■ Exercise objective: Edit the rows below so that "drop a marker" becomes "place a pin" everywhere it appears, with nothing else changed.

■ Available data:
━━━━
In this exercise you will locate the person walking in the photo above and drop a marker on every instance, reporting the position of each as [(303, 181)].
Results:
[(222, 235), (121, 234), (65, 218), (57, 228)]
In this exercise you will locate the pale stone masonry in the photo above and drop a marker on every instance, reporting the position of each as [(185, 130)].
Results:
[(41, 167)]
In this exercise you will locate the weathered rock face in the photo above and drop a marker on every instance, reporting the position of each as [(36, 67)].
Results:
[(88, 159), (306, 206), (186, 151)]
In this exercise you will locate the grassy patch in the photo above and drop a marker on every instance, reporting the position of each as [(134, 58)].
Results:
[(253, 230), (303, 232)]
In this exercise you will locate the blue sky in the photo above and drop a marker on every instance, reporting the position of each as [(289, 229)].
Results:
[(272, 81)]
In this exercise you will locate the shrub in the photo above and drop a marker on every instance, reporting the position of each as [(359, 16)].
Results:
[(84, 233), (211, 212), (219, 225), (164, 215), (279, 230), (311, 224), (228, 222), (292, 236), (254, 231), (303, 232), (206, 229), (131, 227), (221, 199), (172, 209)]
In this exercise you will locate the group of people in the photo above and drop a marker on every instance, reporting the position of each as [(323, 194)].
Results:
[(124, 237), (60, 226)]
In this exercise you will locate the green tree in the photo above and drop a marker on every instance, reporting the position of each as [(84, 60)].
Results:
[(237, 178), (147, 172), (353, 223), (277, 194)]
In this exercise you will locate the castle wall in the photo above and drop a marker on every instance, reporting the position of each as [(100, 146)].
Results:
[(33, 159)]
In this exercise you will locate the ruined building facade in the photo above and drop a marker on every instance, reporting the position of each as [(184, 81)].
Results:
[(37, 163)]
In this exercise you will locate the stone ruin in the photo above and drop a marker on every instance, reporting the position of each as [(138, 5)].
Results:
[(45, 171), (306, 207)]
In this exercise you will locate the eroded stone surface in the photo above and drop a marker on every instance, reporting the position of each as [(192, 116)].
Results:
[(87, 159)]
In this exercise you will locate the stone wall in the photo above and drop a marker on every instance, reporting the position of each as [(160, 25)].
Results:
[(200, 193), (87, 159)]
━━━━
■ Reply to the exercise:
In this exercise you will locate the person walking in the photo above and place a pin on every instance, reporting the position of each as [(303, 181)].
Results:
[(222, 235), (121, 234), (65, 218), (57, 228)]
In this exercise you will locate the pale stone masonry in the photo above and place a pin on every instance, reporting the position of each as [(185, 130)].
Results:
[(41, 167)]
In this exercise you will locate the weathered rock face in the photo above and place a pin on every instance, reporting the position of each as [(36, 67)].
Results:
[(88, 159), (306, 206), (186, 151)]
In this exercise you will locate the grassy patch in the photo above and place a pin on every instance, reporting the position of each as [(134, 58)].
Results:
[(253, 230), (303, 232)]
In this exercise you will locate the blue sky in the photo above and place a pin on every instance, reporting the position of each as [(289, 229)].
Results:
[(272, 81)]
In this exercise you will locate the shrub in the photo above and place a pin on every instance, reporting the position of each as [(359, 16)].
Results:
[(84, 233), (211, 212), (219, 225), (164, 215), (279, 230), (311, 224), (228, 222), (292, 236), (254, 231), (303, 232), (206, 229), (131, 227), (221, 199), (172, 209)]
In this exercise you will locate the group of people in the photo above and place a pin on every instance, reporting the position of each as [(323, 194)].
Results:
[(124, 237), (60, 226)]
In this exercise you will locate the green tree in the photo above and place a pin on every instance, reporting the position of each as [(84, 60)].
Results:
[(237, 178), (147, 172), (353, 223), (277, 194)]
In this exercise you will locate the castle wall in the photo above and place a pin on every instance, reporting the position of each as [(100, 146)].
Results:
[(33, 159)]
In this exercise you will locate the ruined building facade in the photo above and place a pin on every instance, reporting the position of each as [(184, 81)].
Results:
[(37, 163)]
In this exercise you will locate the stone ruin in the photo above and place a pin on every instance, reporting the position of each as [(138, 5)].
Results:
[(45, 171), (306, 207)]
In this exercise you will locate the eroded stone surface in the photo above and place a pin on every instance, reporting the position of each as [(192, 116)].
Results:
[(87, 159)]
In this exercise you will locate the stone wall in the photo above and place a pin on every instance, reporting the position of each as [(160, 25)].
Results:
[(200, 193), (87, 159)]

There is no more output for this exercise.